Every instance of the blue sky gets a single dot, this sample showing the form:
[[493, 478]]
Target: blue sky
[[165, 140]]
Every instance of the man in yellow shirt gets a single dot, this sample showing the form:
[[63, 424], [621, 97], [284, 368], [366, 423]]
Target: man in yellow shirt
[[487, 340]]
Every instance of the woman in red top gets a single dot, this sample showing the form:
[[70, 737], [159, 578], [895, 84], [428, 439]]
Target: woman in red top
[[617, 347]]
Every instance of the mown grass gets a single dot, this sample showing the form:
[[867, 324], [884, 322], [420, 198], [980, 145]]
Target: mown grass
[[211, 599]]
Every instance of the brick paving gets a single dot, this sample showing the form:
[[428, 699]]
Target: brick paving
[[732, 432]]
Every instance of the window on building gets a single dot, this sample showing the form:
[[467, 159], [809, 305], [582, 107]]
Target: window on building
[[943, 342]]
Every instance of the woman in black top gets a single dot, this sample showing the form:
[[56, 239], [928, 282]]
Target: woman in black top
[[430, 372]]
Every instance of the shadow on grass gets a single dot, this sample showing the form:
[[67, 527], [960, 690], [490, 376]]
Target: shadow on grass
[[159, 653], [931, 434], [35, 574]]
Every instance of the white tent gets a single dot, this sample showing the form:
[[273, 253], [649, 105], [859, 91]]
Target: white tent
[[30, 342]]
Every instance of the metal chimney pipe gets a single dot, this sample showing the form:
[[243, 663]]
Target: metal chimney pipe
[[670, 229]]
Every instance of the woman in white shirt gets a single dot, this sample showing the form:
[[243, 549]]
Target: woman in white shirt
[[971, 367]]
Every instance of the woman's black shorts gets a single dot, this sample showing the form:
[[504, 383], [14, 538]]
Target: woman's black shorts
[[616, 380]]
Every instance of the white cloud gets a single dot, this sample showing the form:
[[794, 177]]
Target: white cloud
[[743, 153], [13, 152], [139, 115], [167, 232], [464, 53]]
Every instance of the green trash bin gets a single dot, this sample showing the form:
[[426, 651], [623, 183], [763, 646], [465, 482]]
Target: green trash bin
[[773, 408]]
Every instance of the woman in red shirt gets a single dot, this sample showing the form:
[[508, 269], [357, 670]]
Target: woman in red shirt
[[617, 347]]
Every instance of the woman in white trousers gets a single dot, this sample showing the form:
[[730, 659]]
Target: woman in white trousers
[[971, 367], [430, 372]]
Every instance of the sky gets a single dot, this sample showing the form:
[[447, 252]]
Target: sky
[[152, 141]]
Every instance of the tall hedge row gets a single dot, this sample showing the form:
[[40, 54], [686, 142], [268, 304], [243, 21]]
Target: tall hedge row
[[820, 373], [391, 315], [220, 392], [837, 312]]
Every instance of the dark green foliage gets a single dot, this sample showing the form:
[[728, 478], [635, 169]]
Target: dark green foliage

- - -

What the task asks:
Reproduce all of the entries above, substituting "Object" for every occurrence of "Target" and keeping all other text identical.

Response below:
Every instance of the blue sky gets a single dot, this sample showing the form:
[[493, 478]]
Object: blue sky
[[165, 140]]
Every instance of the man in yellow shirt gets a single dot, this sample showing the form:
[[63, 424], [621, 97], [284, 368], [366, 423]]
Object: man in yellow shirt
[[487, 340]]
Every instance of the woman in red top gets a single dot, this sample showing the form:
[[70, 737], [159, 578], [895, 84], [428, 439]]
Object: woman in red top
[[617, 347]]
Every instance of the mown grass gets a single dot, this sample showing the form:
[[867, 324], [884, 322], [420, 198], [980, 145]]
Object: mown grass
[[211, 599]]
Every instance of the brick paving gets a single dot, this sample showing the form:
[[428, 699]]
Object: brick paving
[[732, 432]]
Every instance of the window on building gets a single dot, this sample showing the form:
[[467, 159], [809, 305], [582, 107]]
Object: window on building
[[943, 342]]
Every instance of the woman in black top gets a single dot, this sample showing the form:
[[56, 239], [928, 282]]
Object: woman in black top
[[430, 372]]
Every instance of the shadow on grass gets a single dot, this sample showing the form:
[[67, 527], [960, 690], [490, 376]]
Object: shadow on grass
[[159, 653], [931, 434], [35, 574]]
Every instance of the white tent gets a single dot, this sample showing the form:
[[273, 253], [649, 105], [859, 91]]
Object: white tent
[[30, 342]]
Every instance of the metal chimney pipe gets a single dot, this sample showing the form:
[[243, 663]]
Object: metal chimney pipe
[[670, 229]]
Every instance of the woman in white shirt gets a single dot, this sample showing the form:
[[243, 549]]
Object: woman in white shirt
[[971, 367]]
Every instance of the woman's black shorts gets a single dot, this sample showing the form:
[[504, 383], [14, 538]]
Object: woman's black shorts
[[616, 380]]
Every instance of the white cloud gets a single dot, this sample showing the form:
[[794, 177]]
Object: white cloud
[[743, 153], [13, 152], [139, 115], [167, 232], [464, 53]]
Every instance of the green trash bin gets a single dot, this sample showing the form:
[[426, 651], [623, 183], [763, 646], [465, 482]]
Object: green trash bin
[[773, 408]]
Every instance of the woman in red shirt gets a single dot, this sample showing the form:
[[508, 269], [357, 670]]
Object: woman in red shirt
[[617, 347]]
Every instance of the woman in white trousers gets a single dot, this sample showing the form:
[[730, 659]]
Object: woman in white trousers
[[971, 367], [430, 372]]
Every instance of the sky gets a single dot, this sample showing the form:
[[447, 252]]
Object: sky
[[152, 141]]
Every instance of the tall hedge row gets a single dot, this sample showing the form:
[[40, 54], [686, 142], [268, 304], [243, 21]]
Object: tall hedge row
[[820, 373], [391, 315], [220, 392], [837, 312]]
Every instance of the dark green foliage gets a single dot, this sample showing the form:
[[728, 478], [635, 169]]
Object: dark green foliage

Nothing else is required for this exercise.